*Stated task:*
Reproduce every line of the listing below, character for character, with nothing changed, added, or left out.

*Records:*
>>>
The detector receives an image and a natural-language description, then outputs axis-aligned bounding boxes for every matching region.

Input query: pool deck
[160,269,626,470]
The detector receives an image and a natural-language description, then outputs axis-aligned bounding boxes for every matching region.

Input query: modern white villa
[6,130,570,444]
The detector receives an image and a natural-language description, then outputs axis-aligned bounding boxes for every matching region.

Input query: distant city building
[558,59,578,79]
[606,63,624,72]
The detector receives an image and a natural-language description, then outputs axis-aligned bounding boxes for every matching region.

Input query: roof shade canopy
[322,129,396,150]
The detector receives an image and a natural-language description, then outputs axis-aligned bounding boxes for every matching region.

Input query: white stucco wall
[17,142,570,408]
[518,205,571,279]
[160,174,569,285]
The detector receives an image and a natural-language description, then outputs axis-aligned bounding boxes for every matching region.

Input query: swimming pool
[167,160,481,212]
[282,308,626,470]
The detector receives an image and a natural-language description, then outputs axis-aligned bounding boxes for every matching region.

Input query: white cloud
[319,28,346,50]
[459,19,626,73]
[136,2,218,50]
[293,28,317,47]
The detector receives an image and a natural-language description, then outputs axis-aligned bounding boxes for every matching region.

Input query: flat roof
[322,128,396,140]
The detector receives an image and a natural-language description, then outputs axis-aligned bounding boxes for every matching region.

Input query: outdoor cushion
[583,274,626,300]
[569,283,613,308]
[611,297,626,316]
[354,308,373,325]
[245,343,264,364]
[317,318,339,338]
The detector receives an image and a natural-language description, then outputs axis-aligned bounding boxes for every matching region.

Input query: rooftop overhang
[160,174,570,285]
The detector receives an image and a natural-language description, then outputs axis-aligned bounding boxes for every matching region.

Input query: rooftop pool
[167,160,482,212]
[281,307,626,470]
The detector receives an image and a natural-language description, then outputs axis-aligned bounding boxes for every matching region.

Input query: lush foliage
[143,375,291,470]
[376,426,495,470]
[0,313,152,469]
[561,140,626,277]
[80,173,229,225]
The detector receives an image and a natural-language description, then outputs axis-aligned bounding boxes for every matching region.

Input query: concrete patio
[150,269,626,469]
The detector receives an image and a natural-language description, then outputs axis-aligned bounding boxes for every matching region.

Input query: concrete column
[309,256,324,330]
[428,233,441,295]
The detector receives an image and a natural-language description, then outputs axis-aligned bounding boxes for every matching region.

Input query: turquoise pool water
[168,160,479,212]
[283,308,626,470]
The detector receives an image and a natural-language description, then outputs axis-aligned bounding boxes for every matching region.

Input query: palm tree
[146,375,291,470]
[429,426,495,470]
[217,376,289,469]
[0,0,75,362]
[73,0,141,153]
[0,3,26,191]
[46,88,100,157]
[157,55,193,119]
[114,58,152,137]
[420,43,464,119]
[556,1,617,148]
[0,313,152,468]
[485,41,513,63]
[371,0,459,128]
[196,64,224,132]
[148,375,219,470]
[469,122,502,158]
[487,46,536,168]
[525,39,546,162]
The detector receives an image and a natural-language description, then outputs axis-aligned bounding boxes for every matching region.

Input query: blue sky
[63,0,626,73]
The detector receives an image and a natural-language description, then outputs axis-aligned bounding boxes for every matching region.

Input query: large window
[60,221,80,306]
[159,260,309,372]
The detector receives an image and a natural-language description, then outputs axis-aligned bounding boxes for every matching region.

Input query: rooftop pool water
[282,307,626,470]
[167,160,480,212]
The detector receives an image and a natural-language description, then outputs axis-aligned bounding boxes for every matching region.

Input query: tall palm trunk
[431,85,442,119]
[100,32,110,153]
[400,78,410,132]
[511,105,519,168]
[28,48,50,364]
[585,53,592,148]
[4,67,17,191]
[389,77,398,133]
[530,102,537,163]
<<<
*Response below:*
The detector receives an image and a natural-language description, then outputs axis-aligned bounding boxes for every matching region.

Input query: pool deck
[160,269,626,470]
The detector receives an image and a natural-language description, then outputs axis-aligned bounding boxes for every matching region.

Input query: modern white villa
[6,130,570,444]
The detector receives an image and a natural-language description, then outputs axis-aligned bounding boxes for every matching region.

Input query: distant city building
[558,59,578,79]
[606,63,624,72]
The detector receives an image and a natural-language description, then outputs axis-aligned bounding boxes for every matching region.

Input query: roof shade canopy
[322,129,396,150]
The detector receives an image and a natural-language description, then outputs axis-aligned bounding boxes for every matching region.

Input query: white stucco wall
[17,142,570,408]
[518,205,571,279]
[160,174,569,285]
The detector receives an image and a natural-language description, then outputs axis-aligned bounding boxes for every matching region.

Input query: swimming pool
[167,160,481,212]
[282,308,626,470]
The detector receives an image and a natural-language description, then outputs axis-aligned bounding boxes for every matching region.

Input query: white cloud
[319,28,346,50]
[459,19,626,73]
[136,2,218,50]
[293,28,317,47]
The detector receives an image and a natural-language description, then outputs axis-aligned bounding boxes for every matching region.

Input query: flat roof
[322,128,396,140]
The detector receives an image and a natural-language description, then outputs axis-aligned bounding boxes for every matching region.

Input query: outdoor cushion
[583,274,626,300]
[569,283,613,308]
[611,297,626,316]
[354,308,373,325]
[245,343,264,364]
[317,318,339,338]
The detector receives an image and a natural-language description, then outputs axis-aligned bounding boxes for every matching region.

Input query: rooftop overhang
[160,174,570,285]
The detector receives an image and a natural-language description, then outputs axis-aligned bounding boxes for every matching region.

Input query: rooftop pool
[167,160,482,212]
[281,307,626,470]
The detector receives an image and a natural-language description, then outputs axis-aligned bounding boxes for every matching region.

Input query: lush foliage
[143,375,291,470]
[376,426,495,470]
[0,313,152,469]
[561,140,626,277]
[80,173,229,225]
The detector receives an image and a natural-language description, then outputs axis-aligned bounding boxes for every matching region.

Input query: concrete patio
[150,269,626,469]
The detector receives an image and a natural-language description, then outputs axis-aligned bounding boxes for every matching region.

Input query: concrete column
[309,256,324,330]
[428,233,441,295]
The detector receives an image and a natural-language description, then outputs axis-aligned bounding boxes for every matching region.

Input query: turquoise pool water
[168,160,479,212]
[283,308,626,470]
The detector receives an image and a natural-language description, then outputs axis-aligned bounding boxes for every matching region.

Input query: palm tree
[146,375,291,470]
[429,426,495,470]
[217,376,289,469]
[0,0,75,362]
[73,0,141,153]
[0,3,26,191]
[46,88,100,157]
[157,55,193,119]
[114,58,152,137]
[420,43,464,119]
[556,1,617,148]
[0,313,152,468]
[485,41,513,63]
[371,0,459,128]
[196,64,224,132]
[148,375,219,470]
[469,122,502,158]
[487,46,536,168]
[525,39,546,162]
The detector receives an image and a natural-language description, then outputs axis-aligned bounding boxes for every matching region.

Input query: blue sky
[63,0,626,73]
The detector receives an image and a natural-language description, then outputs axis-aligned bounding boxes for every matching region.

Input query: large window
[60,221,80,306]
[159,260,309,372]
The detector receives an image and a natural-language description, then outputs axis-aligned bounding boxes for every matching region.

Input query: rooftop pool water
[282,307,626,470]
[167,160,480,212]
The detector receives an image and a natural-language description, then outputs axis-aligned bounding boxes for every matching region.

Input query: tall palm trunk
[431,85,442,119]
[100,32,110,153]
[400,78,410,132]
[511,105,519,168]
[28,48,50,364]
[585,53,592,148]
[4,67,17,191]
[389,77,398,133]
[530,102,537,163]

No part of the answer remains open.